* Document text *
○ ○ ○ ○ ○

Simplified function wrapper around CommonJS modules in Node.js

The problem arises when you want to integrate both module systems into the same runtime. Cyclic dependencies between ESM and CJS, for instance, can quickly lead to a deadlock-like situation.

However, getting rid of CJS support was not an option either, due to the high number of existing CJS modules. In order to avoid a disruption of the Node.js ecosystem, it was clear that:

  • existing CJS code must continue to work the same way

  • both module systems must work simultaneously and as seamlessly as possible

The current trade-offs

In March 2017, after months of discussions, the CTC finally found a way to make that happen. Since seamless integration was not possible without changes to the ES specification and engines, the CTC decided to start with an implementation that comes with some trade-offs:

1. ESM must have the ***.mjs** file extension

This is due to the ambiguous grammar issue as explained above. You can’t know for sure what kind of JavaScript code you’re looking at just by parsing it. With backwards compatibility being a primary goal for Node.js, the author needs to opt-in into the new mode. There have been various discussions about alternatives, but a different file extension is the solution with the best trade-off.

○ ○ ○ ○ ○

* Stated problem A *
From the listing below, gather each line that contains the string "query", treating uppercase and lowercase as different.

○ ○ ○ ○ ○

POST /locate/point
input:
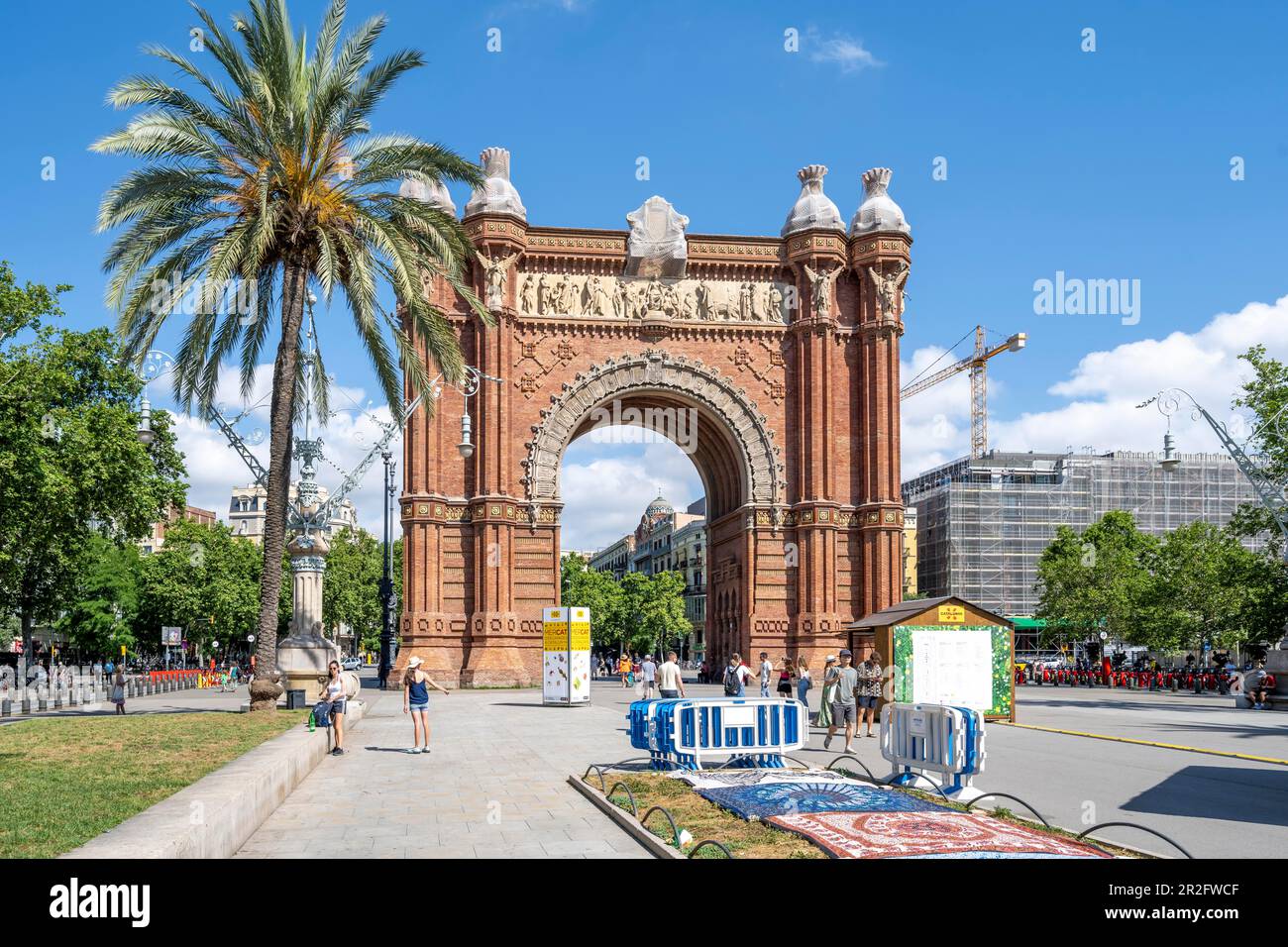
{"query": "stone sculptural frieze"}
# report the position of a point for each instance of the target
(626, 298)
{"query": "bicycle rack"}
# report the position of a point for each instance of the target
(675, 828)
(711, 841)
(855, 759)
(630, 795)
(1008, 795)
(1133, 825)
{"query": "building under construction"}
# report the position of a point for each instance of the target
(982, 523)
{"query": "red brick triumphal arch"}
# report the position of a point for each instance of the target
(773, 361)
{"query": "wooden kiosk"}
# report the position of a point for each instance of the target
(943, 651)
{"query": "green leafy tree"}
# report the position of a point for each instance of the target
(351, 585)
(1206, 586)
(102, 605)
(600, 592)
(1094, 581)
(269, 175)
(653, 609)
(71, 463)
(205, 579)
(1265, 394)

○ ○ ○ ○ ○

* Stated problem B *
Name every abbreviation written entirely in capital letters in the text above about Node.js modules.

* Final result A *
{"query": "stone sculptural frieze"}
{"query": "bicycle rack"}
{"query": "building under construction"}
{"query": "red brick triumphal arch"}
{"query": "wooden kiosk"}
{"query": "green leafy tree"}

* Final result B *
ESM, CJS, CTC, ES